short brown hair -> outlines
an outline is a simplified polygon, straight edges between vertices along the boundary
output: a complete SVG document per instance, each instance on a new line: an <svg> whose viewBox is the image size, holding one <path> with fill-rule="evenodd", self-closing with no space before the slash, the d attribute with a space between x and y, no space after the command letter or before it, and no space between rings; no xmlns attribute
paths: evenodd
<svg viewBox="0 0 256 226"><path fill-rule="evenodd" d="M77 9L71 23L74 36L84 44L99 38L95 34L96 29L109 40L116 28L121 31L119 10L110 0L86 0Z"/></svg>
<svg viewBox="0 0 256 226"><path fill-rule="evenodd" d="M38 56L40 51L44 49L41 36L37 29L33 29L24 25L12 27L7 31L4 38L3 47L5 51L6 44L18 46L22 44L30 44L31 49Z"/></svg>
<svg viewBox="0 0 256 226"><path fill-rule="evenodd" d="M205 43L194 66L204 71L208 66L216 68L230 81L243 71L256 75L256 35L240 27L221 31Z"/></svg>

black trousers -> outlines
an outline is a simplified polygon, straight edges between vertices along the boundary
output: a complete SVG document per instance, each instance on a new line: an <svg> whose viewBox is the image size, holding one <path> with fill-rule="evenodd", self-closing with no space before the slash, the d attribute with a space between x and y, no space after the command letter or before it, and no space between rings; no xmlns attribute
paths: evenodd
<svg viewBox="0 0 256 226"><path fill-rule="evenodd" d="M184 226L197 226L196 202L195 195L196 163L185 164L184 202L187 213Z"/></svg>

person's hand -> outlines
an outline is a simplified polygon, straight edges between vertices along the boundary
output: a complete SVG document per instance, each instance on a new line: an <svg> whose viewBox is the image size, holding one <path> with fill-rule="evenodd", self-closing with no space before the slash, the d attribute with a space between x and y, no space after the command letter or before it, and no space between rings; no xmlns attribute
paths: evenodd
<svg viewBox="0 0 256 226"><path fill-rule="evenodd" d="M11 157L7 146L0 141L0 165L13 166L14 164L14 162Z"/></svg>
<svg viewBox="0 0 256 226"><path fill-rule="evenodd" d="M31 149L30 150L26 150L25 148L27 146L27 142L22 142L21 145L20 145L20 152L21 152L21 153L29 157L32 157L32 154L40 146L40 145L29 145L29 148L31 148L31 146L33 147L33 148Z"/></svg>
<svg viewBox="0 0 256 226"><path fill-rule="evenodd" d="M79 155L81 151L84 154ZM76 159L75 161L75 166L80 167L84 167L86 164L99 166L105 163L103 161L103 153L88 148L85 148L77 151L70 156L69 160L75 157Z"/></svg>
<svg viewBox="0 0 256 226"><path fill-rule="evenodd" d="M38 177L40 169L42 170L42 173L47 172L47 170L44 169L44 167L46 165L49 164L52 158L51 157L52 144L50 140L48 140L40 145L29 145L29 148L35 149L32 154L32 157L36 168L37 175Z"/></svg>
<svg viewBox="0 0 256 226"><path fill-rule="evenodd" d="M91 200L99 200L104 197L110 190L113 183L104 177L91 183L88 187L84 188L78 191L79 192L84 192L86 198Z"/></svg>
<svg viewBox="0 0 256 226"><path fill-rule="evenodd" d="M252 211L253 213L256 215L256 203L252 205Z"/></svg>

◆ ◆ ◆ ◆

To do
Could you reproduce every line above verbatim, changing nothing at all?

Final answer
short brown hair -> outlines
an outline is a simplified polygon, straight edges between vertices along the boundary
output: a complete SVG document per instance, each instance on a new line: an <svg> whose viewBox is the image size, holding one <path> with fill-rule="evenodd", self-closing with no space before the slash, the d attribute with a space between x and y, no space after the command letter or before it, and no space between rings; no xmlns attribute
paths: evenodd
<svg viewBox="0 0 256 226"><path fill-rule="evenodd" d="M77 9L71 23L74 36L84 44L99 38L95 34L96 29L109 40L116 28L121 31L119 10L110 0L86 0Z"/></svg>
<svg viewBox="0 0 256 226"><path fill-rule="evenodd" d="M38 56L40 51L44 49L41 36L37 29L33 29L24 25L12 27L7 31L4 38L3 47L5 51L6 44L18 46L22 44L30 44L31 49Z"/></svg>
<svg viewBox="0 0 256 226"><path fill-rule="evenodd" d="M205 43L194 66L204 71L208 66L216 68L230 81L243 71L256 75L256 35L240 27L221 31Z"/></svg>

black trousers -> outlines
an outline is a simplified polygon, straight edges between vertices along the boundary
output: a complete SVG document per instance, each instance on a new line: an <svg> whose viewBox is the image size, holding one <path> with fill-rule="evenodd", self-closing with no space before the slash, the d attribute with a space between x and y, no space after the command letter or before it, and no space between rings; no xmlns attribute
paths: evenodd
<svg viewBox="0 0 256 226"><path fill-rule="evenodd" d="M184 226L197 226L196 202L195 195L196 163L185 164L184 202L187 213Z"/></svg>

person's hand -> outlines
an outline is a simplified polygon, straight edges between vertices along the boundary
output: a complete SVG document per instance, each instance on a new line: an <svg> whose viewBox is the image size, holding one <path> with fill-rule="evenodd", self-closing with no space before the slash, the d attribute with a space between x and y, no space after the command letter or before it, and no space between rings; no xmlns attribute
paths: evenodd
<svg viewBox="0 0 256 226"><path fill-rule="evenodd" d="M11 157L7 146L0 141L0 165L13 166L14 164L14 162Z"/></svg>
<svg viewBox="0 0 256 226"><path fill-rule="evenodd" d="M31 149L30 150L26 150L25 148L27 146L27 142L22 142L21 145L20 145L20 152L21 152L21 153L29 157L32 157L32 154L40 146L40 145L29 145L29 148L31 148L31 146L33 147L33 148Z"/></svg>
<svg viewBox="0 0 256 226"><path fill-rule="evenodd" d="M79 155L81 151L84 154ZM76 159L75 161L75 166L80 167L84 167L86 164L99 166L105 163L103 161L103 153L88 148L85 148L77 151L70 156L69 160L75 157Z"/></svg>
<svg viewBox="0 0 256 226"><path fill-rule="evenodd" d="M38 177L40 169L42 170L42 173L47 172L47 170L44 169L44 167L46 165L49 164L52 158L51 157L52 144L50 140L48 140L40 145L29 145L29 148L35 149L32 154L32 157L36 168L37 175Z"/></svg>
<svg viewBox="0 0 256 226"><path fill-rule="evenodd" d="M91 200L99 200L104 197L110 190L113 183L104 177L91 183L88 187L84 188L78 191L79 192L84 192L86 198Z"/></svg>
<svg viewBox="0 0 256 226"><path fill-rule="evenodd" d="M252 211L253 213L256 215L256 203L252 205Z"/></svg>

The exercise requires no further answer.